- **TO DO**:
Print the entries underneath word for word, omitting whatever pictures they contain.

*** DATA FOR THIS EXERCISE Section Begins ***

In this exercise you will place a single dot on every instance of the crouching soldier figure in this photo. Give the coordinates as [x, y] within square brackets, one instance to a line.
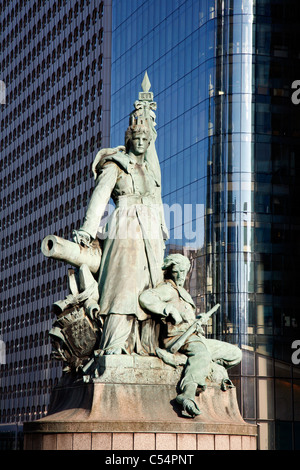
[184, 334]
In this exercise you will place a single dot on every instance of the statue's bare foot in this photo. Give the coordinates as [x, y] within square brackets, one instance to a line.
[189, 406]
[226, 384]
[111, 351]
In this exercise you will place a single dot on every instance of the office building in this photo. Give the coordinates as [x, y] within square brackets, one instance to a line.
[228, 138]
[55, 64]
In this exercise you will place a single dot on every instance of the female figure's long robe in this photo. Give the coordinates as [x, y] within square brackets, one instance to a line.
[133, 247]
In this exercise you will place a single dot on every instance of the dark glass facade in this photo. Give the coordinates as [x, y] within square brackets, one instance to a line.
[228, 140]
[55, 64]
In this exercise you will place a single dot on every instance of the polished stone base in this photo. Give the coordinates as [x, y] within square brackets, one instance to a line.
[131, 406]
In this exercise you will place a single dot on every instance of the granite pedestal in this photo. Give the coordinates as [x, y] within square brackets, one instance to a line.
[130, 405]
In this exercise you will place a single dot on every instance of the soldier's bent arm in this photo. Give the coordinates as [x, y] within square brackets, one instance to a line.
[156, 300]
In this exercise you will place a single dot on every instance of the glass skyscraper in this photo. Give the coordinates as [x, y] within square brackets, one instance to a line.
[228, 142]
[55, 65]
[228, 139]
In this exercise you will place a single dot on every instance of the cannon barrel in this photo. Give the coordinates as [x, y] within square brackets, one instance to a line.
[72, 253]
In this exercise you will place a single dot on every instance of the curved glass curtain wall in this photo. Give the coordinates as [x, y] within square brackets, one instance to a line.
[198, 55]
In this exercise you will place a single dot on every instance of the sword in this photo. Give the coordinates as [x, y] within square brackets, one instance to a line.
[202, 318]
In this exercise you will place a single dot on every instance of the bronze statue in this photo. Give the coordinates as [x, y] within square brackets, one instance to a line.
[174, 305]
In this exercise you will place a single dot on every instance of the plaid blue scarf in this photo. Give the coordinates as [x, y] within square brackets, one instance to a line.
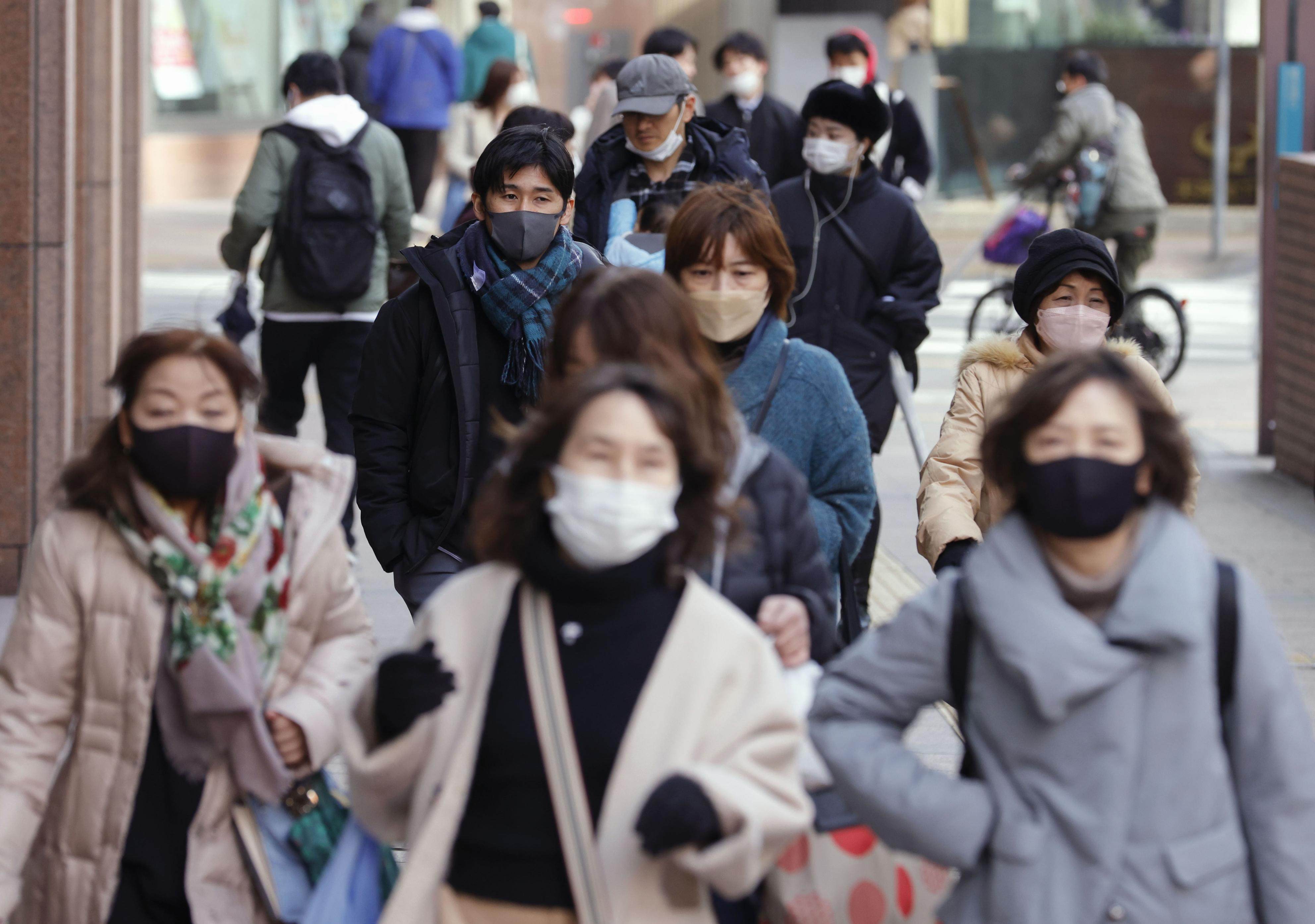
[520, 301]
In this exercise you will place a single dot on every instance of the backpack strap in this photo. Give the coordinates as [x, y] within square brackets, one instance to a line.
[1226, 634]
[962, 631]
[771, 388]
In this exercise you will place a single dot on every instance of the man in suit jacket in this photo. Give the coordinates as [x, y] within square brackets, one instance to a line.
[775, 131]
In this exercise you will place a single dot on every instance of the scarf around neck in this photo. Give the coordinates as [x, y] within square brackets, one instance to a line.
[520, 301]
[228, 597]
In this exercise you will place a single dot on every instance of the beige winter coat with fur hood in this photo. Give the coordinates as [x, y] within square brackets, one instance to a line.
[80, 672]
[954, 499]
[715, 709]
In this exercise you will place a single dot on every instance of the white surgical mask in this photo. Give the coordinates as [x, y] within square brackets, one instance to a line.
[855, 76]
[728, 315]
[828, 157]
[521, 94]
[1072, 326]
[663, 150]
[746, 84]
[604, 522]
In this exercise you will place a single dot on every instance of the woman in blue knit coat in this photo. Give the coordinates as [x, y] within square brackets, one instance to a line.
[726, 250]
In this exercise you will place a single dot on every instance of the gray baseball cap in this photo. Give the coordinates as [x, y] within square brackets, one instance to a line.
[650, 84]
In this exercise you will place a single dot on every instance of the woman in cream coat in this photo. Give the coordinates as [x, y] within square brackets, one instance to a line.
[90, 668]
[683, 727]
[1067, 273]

*** DATA FOR THIS EXERCISE Section Ends ***

- **SOLUTION TO THE PROBLEM**:
In this exercise you will place a single dot on every instance of the crouching soldier figure in this photo. Give the coordinates as [x, y] within square brackets, one instance to a line.
[184, 334]
In this exercise you will place a single dot on every instance of the statue's bare foot in this photo. Give the coordinates as [x, y] within square brackets, one instance to a line.
[189, 406]
[226, 384]
[111, 351]
In this exercise you will place a single dot on every instance of the office building in this photo. Give the coordinates as [x, y] within square brackets, one instance to a line.
[228, 138]
[55, 64]
In this exercise you will place a single dot on every instance of the female figure's long robe in this photo. Give the coordinates as [x, y] within square brackets, one instance to a line.
[133, 247]
In this exercise you will place a single dot on every instance of the dark glass facade in this photo. Give the coordinates as [x, y] within square brackets, one instance to a line.
[228, 140]
[55, 64]
In this exercise you will place a single dot on every instance of the polished stone base in this photo. Give the coordinates as [x, y] within square brackets, one instance to a line.
[131, 406]
In this exercise you will place a single dot on every instance of the granite pedestal in this photo. Give the coordinates as [x, y] within square brackets, one instance to a line.
[130, 405]
In this exercise you will place a single dot on every instance of the soldier's bent arm in this photo. Give the coordinates as [x, y] within square brackets, one instance to a line.
[156, 300]
In this exercise you will place a single dot on every instance of the glass skyscraper in this photo. Give the coordinates as [x, y] within square brackets, one instance to a line.
[228, 142]
[55, 65]
[228, 139]
In this exercise you will place a single dot on every instance of the cannon barrel in this photo. Give the coordinates as [x, y] within square brackets, one instance to a line.
[72, 253]
In this exercise you will place a single dot on every instance of the curved glass curtain wall in this photo. Give the coordinates as [x, y] within square brackets, one instance to a line.
[198, 55]
In this exercise you will place a single dot on every instance of the sword in this photo. Give the coordinates as [x, y] within square brackets, one instance to a line.
[202, 318]
In this exercise you will place a single dot on every instance of the bronze statue in this photo. Give the coordinates as [x, y] within square brackets, one instance to a line.
[174, 305]
In this exercise you will place a single dot on every instance of the plaid blue scarf in this photo. Give the coordinates as [x, y] within square brackets, one instance to a line.
[520, 301]
In this exercise you will place a single dot on every instance of the backpack strap in this photo. Give the coordinates as [x, y] within square brackets, one instance to a line.
[1226, 634]
[962, 631]
[771, 388]
In this exercise you will place a single dot on every instance of the man in suit jacket in this photo. Give the coordinates as [x, y] within square brackets, one instance to a line.
[775, 131]
In this exercise you will place a single dot on every instance of the scarf around neck in this photo. Give the coordinates as [x, y] within square brackets, one instance to a line.
[520, 301]
[228, 597]
In this exercise you will place a single dot on every instance of the beige winter coat with fur hood in this photo. Give the coordinates as [x, y] within square brackets, one instance to a line.
[80, 672]
[954, 499]
[715, 709]
In this exercise you will place a single dot on every instance of the white surgical mask in this photo. Give the coordinates as [x, y] within square brackets, one instance to a line.
[855, 76]
[728, 315]
[828, 157]
[521, 94]
[1072, 326]
[663, 150]
[746, 84]
[604, 522]
In this exercise you will place a single dot on every instance of the woman in blue knit coat in this photo. Give the coordinates as [x, y] within square brackets, one instance to a line.
[726, 250]
In this exercise you will place a single dot on every instance of the gray baseball cap in this photo. Give the coordinates as [x, y] within square brackets, one instance to a line.
[650, 84]
In this exercise you will place a single dot on every instance of the woman in cream coat in this photo. Give the coordinates as [x, y] within square brackets, one instance to a line.
[90, 668]
[683, 727]
[1067, 273]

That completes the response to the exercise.